## Показанный отрывок
┏━━

• A
  • A
  • A
  • АБB
  • АБB
  • АБB
  • А
  • А
  • А
  • А
  • А
Обычная версия сайта

Марина Новикова-Грунд: Пуговичный эксперимент, Пропп и семишаговая структура сюжета.

17 октября 2018 г. декан факультета психологии Московского Международного Университета на семинаре «Культуры Востока», проходящем под руководством гл.н.с. ИКВИА Натальи Чалисовой, представила доклад об анализе текста средствами психолингвистики.

Марина Новикова-Грунд: Пуговичный эксперимент, Пропп и семишаговая структура сюжета.

В докладе описываются некоторые результаты экспериментального психосемиотического исследования, посвящённого отображениям на тексты личностных особенностей авторов, которые породили эти тексты. Показано, как для любого текста может быть выявлена и сегментирована его экзистенциальная составляющая. Отсутствующие в конкретной сюжетной последовательности экзистенциальные элементы могут быть описаны как умолчания и реконструированы полностью или частично.

1. Эксперимент по спонтанному порождению сюжетов

В ходе исследования частных сюжетных структур была сформулирована гипотеза о том, что существует некая суперсюжетная структура, фрагменты которой обнаруживаются в любых текстах, как спонтанных, так и редактированных. Для её проверки был проведён эксперимент. Он состоял из ряда повторяющихся серий, испытуемыми в которых были дети в возрасте пяти лет, здоровые и проявляющие особенности, свойственные страданиям аутистического спектра, а также 9 групп взрослых, выбранных по различным параметрам. Инструкция была неизменной для всех групп. Предлагалось на горсти разнообразных пуговиц «показать, как с ними можно играть (в одиночестве — для детей, с детьми — для взрослых) в течение получаса».

В ходе эксперимента все без исключения испытуемые, как дети, так и взрослые, действовали по одной схеме:

(1) они выбирали одну пуговицу, которая обозначалась как «исключительная»;
(2) эта пуговица некоторое время взаимодействовала с другими, причем
(3) другие пуговицы по ходу игры определялись как одушевленные (фигуры), или неодушевленные (вещи), или сбрасывались за пределы листа как «ненужные»;
(4) в какой-то момент появлялась «черная пуговица», олицетворявшая «зло» (злой дядька, медведь и пр.), и (не всегда) «красивая пуговица» (защищающая или нуждающаяся в защите фигура или желаемая, нужная, «прекрасная» вещь);
(5) какое-то время длилась конфронтация с «черной пуговицей» (бегство, нападение и пр.);
(6) конфронтация заканчивалась победой одного персонажа и поражением другого (в 4-х случаях договором и взаимоузнаванием, после которого игра продолжалась с новой «черной пуговицей»).

┗━━

## Предоставленные записи
┏━━

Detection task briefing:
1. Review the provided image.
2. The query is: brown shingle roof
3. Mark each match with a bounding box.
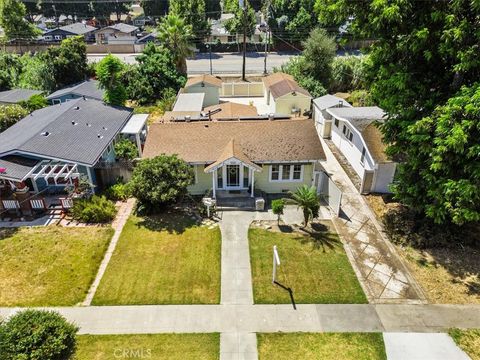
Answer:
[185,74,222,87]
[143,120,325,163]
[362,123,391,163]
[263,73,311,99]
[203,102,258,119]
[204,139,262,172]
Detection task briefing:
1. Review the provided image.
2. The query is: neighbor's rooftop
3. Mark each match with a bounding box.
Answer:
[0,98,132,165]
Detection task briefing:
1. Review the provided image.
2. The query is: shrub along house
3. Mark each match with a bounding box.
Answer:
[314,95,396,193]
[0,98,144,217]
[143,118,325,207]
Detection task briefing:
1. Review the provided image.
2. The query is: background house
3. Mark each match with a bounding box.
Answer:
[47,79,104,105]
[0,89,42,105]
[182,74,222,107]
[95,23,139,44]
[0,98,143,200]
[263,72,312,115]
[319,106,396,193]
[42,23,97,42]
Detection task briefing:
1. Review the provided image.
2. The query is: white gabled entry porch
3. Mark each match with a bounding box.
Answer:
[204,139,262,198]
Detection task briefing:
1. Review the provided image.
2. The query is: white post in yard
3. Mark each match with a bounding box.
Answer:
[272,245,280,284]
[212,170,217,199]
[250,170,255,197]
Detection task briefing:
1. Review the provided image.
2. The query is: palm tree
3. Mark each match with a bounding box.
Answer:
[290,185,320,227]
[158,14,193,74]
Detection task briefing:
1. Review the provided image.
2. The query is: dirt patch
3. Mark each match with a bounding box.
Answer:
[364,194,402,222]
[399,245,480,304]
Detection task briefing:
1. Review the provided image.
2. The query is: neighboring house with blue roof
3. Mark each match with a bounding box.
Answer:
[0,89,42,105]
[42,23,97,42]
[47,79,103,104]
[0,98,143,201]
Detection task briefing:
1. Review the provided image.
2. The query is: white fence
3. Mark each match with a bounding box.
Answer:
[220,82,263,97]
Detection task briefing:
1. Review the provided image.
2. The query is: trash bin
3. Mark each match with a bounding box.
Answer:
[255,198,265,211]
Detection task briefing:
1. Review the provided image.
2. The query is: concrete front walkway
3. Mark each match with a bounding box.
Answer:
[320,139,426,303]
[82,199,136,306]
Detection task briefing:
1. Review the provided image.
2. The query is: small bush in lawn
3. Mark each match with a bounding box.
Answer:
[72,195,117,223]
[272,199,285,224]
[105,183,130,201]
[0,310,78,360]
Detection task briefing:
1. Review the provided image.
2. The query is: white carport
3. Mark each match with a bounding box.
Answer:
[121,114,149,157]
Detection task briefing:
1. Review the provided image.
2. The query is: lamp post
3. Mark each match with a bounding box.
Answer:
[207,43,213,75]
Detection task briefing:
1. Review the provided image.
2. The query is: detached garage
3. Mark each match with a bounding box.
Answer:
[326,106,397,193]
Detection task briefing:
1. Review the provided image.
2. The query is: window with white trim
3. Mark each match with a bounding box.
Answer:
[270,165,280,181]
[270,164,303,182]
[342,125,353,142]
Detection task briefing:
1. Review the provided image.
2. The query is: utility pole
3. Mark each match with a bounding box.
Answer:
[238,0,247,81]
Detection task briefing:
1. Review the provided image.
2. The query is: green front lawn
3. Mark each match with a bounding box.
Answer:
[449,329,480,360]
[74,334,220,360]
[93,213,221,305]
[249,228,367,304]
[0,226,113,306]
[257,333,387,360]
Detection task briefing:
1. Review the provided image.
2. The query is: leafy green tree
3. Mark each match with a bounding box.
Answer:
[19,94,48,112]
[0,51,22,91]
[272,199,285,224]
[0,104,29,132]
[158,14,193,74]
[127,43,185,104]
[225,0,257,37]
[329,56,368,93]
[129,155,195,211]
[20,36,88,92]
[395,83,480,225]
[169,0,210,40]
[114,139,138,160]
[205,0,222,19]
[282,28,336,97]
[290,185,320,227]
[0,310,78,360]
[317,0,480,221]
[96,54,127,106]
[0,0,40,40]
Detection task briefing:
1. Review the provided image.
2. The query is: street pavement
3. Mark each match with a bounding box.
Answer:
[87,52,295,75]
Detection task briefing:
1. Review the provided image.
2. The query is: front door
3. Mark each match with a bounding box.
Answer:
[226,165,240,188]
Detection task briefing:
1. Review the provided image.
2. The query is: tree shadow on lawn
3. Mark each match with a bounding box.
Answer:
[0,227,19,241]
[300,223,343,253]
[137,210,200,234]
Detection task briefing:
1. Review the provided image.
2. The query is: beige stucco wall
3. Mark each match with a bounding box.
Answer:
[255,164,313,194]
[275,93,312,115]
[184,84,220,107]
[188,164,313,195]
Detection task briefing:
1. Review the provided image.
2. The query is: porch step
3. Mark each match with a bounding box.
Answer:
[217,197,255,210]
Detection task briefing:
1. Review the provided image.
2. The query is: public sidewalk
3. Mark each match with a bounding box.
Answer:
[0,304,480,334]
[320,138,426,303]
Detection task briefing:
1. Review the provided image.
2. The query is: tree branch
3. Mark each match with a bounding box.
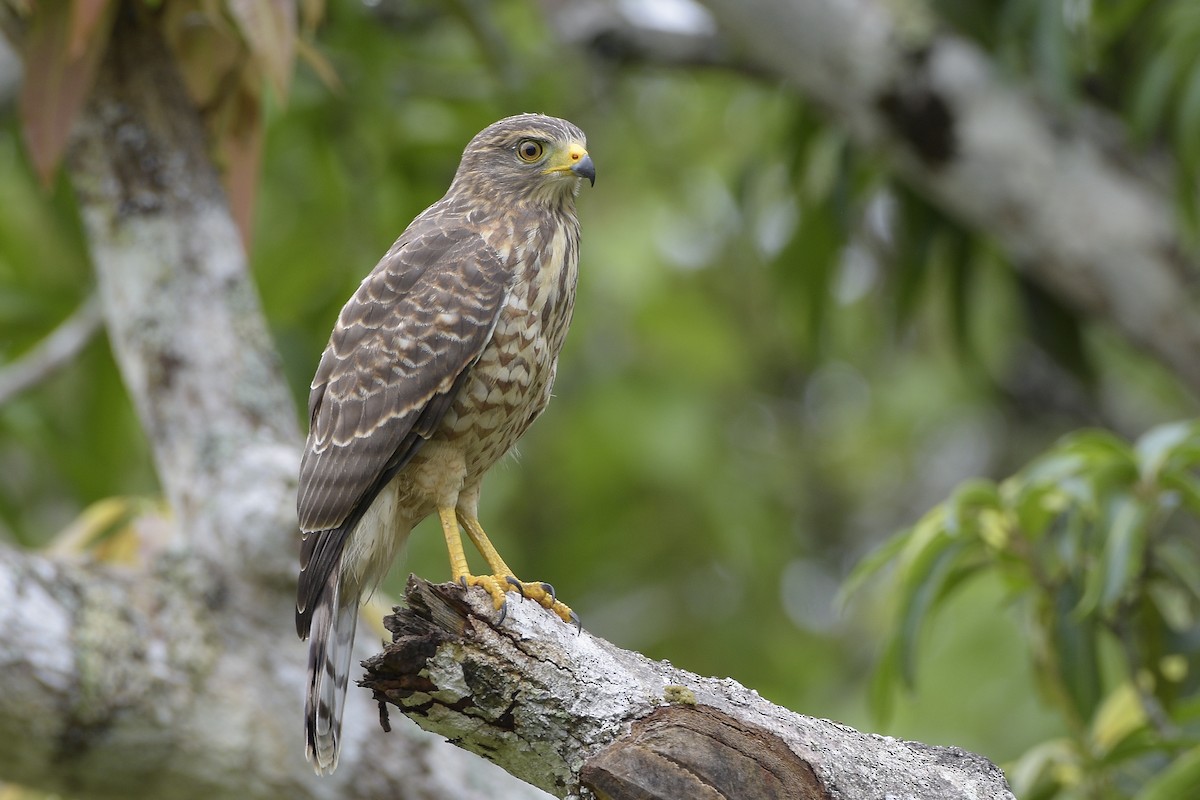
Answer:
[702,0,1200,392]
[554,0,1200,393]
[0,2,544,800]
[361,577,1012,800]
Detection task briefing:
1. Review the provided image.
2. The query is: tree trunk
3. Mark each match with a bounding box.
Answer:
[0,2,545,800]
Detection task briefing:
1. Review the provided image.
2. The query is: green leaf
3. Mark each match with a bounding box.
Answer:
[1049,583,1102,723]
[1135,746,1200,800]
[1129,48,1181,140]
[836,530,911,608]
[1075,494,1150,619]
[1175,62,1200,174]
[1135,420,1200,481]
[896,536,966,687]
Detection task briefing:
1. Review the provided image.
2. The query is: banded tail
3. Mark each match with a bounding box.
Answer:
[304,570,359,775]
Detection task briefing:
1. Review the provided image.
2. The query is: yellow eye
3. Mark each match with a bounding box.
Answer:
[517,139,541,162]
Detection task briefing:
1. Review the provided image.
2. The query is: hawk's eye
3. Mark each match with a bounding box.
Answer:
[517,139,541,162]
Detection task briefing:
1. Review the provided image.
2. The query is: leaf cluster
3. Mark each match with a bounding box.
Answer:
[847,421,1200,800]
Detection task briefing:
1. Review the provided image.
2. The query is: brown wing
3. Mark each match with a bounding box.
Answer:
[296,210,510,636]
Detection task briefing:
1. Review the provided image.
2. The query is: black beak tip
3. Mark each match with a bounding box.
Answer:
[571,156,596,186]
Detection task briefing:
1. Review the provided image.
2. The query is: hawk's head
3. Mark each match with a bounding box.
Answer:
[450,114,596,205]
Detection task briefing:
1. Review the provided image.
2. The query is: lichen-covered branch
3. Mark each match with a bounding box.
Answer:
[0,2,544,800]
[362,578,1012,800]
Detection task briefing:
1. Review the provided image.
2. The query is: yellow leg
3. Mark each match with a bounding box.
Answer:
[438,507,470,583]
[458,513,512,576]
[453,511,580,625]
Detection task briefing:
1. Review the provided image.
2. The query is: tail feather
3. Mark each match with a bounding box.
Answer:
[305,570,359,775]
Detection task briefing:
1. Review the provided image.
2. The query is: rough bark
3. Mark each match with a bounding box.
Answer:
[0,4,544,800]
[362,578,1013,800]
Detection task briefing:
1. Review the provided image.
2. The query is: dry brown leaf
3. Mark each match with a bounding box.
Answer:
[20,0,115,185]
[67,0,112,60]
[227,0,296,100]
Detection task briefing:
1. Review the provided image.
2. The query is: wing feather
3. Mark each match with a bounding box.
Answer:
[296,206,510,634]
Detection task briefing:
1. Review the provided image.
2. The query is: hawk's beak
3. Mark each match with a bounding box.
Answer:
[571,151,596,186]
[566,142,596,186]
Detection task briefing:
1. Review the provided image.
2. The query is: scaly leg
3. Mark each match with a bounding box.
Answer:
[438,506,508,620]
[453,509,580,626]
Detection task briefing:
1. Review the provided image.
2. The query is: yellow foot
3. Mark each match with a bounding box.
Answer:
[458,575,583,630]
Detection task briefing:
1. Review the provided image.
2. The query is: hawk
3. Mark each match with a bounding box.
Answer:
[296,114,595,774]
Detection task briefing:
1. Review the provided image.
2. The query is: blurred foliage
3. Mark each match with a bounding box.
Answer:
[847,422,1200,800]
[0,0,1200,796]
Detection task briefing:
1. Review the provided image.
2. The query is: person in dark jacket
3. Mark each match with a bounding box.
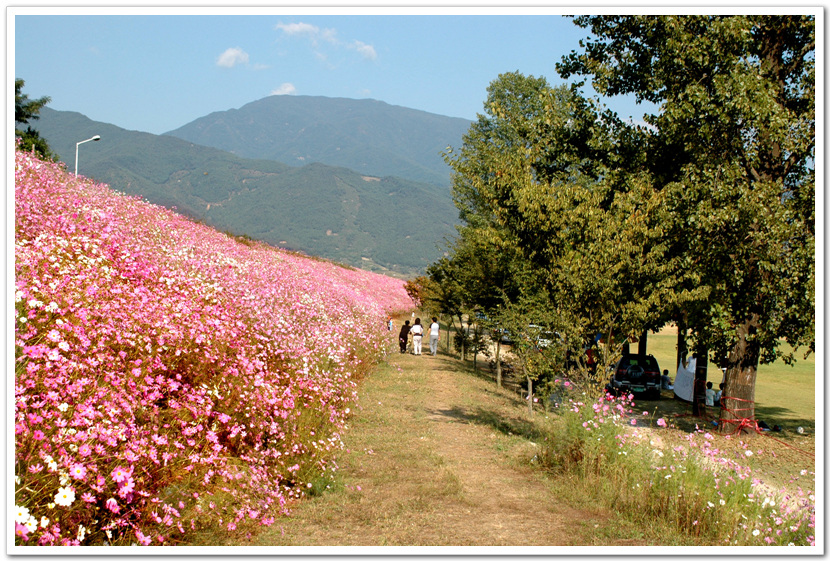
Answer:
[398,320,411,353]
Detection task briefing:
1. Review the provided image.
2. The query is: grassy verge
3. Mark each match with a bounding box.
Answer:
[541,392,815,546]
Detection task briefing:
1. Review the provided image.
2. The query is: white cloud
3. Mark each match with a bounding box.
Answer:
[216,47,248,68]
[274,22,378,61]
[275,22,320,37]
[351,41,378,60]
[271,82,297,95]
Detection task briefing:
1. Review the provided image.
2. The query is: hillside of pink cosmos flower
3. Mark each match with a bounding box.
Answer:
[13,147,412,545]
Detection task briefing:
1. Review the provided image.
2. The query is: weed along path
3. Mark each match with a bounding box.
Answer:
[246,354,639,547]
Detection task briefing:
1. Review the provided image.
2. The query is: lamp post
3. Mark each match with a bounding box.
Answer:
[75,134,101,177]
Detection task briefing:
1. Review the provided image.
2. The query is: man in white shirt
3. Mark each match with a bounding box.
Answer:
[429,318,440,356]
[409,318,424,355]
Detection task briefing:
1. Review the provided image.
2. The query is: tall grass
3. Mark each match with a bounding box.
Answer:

┗━━

## Цель задания
Пожалуйста, перепишите дословно часть текста о пуговичном эксперименте: всё от слов «17 октября 2018» и вниз до слов «полностью или частично.» включительно.

## Результат
17 октября 2018 г. декан факультета психологии Московского Международного Университета на семинаре «Культуры Востока», проходящем под руководством гл.н.с. ИКВИА Натальи Чалисовой, представила доклад об анализе текста средствами психолингвистики.

Марина Новикова-Грунд: Пуговичный эксперимент, Пропп и семишаговая структура сюжета.

В докладе описываются некоторые результаты экспериментального психосемиотического исследования, посвящённого отображениям на тексты личностных особенностей авторов, которые породили эти тексты. Показано, как для любого текста может быть выявлена и сегментирована его экзистенциальная составляющая. Отсутствующие в конкретной сюжетной последовательности экзистенциальные элементы могут быть описаны как умолчания и реконструированы полностью или частично.